→ Extrait
Sur les deux-tiers nord du territoire, la situation s’améliore considérablement sur les nappes les plus réactives et notamment sur les nappes du Massif armoricain et de la région Grand-Est. Les niveaux sont généralement satisfaisants, de modérément bas à hauts. Concernant les nappes inertielles, les pluies ont eu un impact uniquement sur les nappes de la craie les plus sensibles aux pluies efficaces du Bassin parisien (Sologne et Sancerre, Bourgogne et Gâtinais, Champagne) et du littoral de l’Artois. L’état des nappes inertielles demeure cependant peu favorable, de modérément bas à bas, les apports enregistrés ne compensant pas une recharge très déficitaire. Seule la nappe de la craie du littoral d'Artois-Picardie présente des niveaux au-dessus des normales mensuelles.

Sur le tiers sud du territoire, la situation est stable ou se dégrade. Sur le Bassin aquitain, après un épisode de recharge courant mars, la vidange reprend en avril. La situation se dégrade sur les nappes les plus réactives des calcaires du Crétacé et du Jurassique. Les niveaux, de modérément bas à normaux, sont peu favorables. Concernant les nappes du pourtour méditerranéen et du couloir Rhône-Saône, la situation reste généralement stable ou se dégrade entre mars et avril. Les niveaux sont peu satisfaisants à très préoccupants, de modérément bas à très bas.

→ Consigne 1
Extrais de l'extrait sur l'état des nappes le passage qui débute aux mots « Sur les deux-tiers » et s'arrête après « des normales mensuelles. ».
L'extrait et les enregistrements constituent deux documents indépendants l'un de l'autre.

→ Données à traiter
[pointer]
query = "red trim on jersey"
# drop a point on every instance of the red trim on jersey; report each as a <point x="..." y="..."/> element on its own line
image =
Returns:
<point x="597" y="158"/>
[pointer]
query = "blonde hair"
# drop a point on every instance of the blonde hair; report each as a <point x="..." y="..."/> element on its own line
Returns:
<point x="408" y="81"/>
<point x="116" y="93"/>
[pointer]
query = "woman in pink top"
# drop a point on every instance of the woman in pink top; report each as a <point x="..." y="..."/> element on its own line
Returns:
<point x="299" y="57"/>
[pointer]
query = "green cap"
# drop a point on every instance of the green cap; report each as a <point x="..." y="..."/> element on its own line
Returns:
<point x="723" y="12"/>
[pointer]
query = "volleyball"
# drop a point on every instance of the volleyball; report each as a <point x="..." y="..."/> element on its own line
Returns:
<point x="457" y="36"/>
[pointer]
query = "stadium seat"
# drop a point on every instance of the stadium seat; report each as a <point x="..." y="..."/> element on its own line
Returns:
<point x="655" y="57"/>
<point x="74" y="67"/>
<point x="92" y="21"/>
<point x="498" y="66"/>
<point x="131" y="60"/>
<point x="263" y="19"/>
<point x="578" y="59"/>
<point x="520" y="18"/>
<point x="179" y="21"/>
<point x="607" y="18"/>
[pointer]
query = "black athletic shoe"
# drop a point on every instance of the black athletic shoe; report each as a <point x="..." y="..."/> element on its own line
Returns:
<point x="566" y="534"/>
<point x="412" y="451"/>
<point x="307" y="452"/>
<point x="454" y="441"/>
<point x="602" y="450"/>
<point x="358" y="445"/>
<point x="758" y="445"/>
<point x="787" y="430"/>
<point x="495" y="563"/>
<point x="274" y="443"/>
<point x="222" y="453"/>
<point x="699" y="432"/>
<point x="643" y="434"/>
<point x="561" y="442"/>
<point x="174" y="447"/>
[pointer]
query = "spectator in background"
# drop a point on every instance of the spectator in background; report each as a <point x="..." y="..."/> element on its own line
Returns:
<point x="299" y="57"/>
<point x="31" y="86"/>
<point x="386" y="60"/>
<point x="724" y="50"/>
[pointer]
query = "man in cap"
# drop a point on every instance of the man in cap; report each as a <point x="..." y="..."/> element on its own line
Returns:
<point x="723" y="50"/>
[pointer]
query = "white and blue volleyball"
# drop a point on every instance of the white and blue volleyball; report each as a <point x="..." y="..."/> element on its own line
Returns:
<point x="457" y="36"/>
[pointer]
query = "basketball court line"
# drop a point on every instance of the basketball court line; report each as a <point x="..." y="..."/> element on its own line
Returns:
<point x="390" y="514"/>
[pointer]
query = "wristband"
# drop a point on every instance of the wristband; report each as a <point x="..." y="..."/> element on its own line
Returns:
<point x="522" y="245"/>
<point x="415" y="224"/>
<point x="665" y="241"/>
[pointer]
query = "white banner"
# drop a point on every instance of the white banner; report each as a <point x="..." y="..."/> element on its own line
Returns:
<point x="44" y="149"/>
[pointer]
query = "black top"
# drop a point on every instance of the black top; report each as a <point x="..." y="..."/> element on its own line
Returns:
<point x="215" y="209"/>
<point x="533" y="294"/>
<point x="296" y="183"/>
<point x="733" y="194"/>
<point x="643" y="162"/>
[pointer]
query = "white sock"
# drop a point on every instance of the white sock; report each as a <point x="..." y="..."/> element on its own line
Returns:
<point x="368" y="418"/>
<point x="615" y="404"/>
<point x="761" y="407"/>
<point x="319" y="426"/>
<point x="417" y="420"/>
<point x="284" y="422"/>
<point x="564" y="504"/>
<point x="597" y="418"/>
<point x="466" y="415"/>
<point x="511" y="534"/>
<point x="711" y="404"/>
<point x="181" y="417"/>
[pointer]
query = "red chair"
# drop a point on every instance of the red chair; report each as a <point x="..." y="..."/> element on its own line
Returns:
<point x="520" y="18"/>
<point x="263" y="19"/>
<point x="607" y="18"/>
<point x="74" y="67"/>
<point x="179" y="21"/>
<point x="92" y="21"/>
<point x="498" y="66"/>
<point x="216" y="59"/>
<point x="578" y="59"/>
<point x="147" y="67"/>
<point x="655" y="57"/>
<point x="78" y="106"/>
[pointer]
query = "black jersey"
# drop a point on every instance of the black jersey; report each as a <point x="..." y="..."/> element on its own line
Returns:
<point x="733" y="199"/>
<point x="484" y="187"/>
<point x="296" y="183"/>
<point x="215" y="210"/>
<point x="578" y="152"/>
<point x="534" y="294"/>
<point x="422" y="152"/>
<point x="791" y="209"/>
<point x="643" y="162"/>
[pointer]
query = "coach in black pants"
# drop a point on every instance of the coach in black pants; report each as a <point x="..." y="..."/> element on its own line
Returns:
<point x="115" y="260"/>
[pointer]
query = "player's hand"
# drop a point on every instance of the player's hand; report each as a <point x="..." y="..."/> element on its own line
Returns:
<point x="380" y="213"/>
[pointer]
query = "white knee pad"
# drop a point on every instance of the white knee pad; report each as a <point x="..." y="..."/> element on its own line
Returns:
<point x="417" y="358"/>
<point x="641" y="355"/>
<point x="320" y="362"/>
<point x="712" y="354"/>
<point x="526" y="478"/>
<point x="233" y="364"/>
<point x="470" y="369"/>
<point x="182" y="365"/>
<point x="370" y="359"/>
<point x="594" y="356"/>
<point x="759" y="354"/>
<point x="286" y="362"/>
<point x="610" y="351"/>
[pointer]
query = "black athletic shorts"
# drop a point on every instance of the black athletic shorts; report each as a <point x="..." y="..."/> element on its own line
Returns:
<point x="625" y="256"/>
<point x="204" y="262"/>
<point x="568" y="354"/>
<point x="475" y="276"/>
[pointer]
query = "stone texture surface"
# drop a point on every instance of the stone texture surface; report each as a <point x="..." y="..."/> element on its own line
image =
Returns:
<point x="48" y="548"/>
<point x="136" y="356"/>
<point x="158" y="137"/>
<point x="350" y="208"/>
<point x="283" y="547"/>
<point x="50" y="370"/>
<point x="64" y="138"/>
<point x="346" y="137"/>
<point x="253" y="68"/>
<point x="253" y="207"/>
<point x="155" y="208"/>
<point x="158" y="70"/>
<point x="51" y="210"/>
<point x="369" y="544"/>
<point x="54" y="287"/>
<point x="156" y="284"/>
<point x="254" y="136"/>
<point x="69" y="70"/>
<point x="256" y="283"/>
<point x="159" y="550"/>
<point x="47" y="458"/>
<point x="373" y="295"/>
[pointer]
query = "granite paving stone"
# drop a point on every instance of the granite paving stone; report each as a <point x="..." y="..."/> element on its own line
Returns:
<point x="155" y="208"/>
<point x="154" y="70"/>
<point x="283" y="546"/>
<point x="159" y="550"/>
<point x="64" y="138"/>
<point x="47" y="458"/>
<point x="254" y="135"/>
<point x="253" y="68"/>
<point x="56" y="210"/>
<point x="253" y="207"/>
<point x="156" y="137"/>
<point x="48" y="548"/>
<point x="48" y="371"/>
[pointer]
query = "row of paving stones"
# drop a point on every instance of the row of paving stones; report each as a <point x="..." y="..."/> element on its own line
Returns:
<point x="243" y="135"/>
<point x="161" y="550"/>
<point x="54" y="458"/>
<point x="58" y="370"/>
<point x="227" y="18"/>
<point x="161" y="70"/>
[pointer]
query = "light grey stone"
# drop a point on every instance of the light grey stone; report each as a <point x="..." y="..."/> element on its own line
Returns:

→ Consigne 2
Donne seulement le nombre de lignes des enregistrements qui contiennent la chaîne « woman ».

→ Réponse 1
Sur les deux-tiers nord du territoire, la situation s’améliore considérablement sur les nappes les plus réactives et notamment sur les nappes du Massif armoricain et de la région Grand-Est. Les niveaux sont généralement satisfaisants, de modérément bas à hauts. Concernant les nappes inertielles, les pluies ont eu un impact uniquement sur les nappes de la craie les plus sensibles aux pluies efficaces du Bassin parisien (Sologne et Sancerre, Bourgogne et Gâtinais, Champagne) et du littoral de l’Artois. L’état des nappes inertielles demeure cependant peu favorable, de modérément bas à bas, les apports enregistrés ne compensant pas une recharge très déficitaire. Seule la nappe de la craie du littoral d'Artois-Picardie présente des niveaux au-dessus des normales mensuelles.

→ Réponse 2
2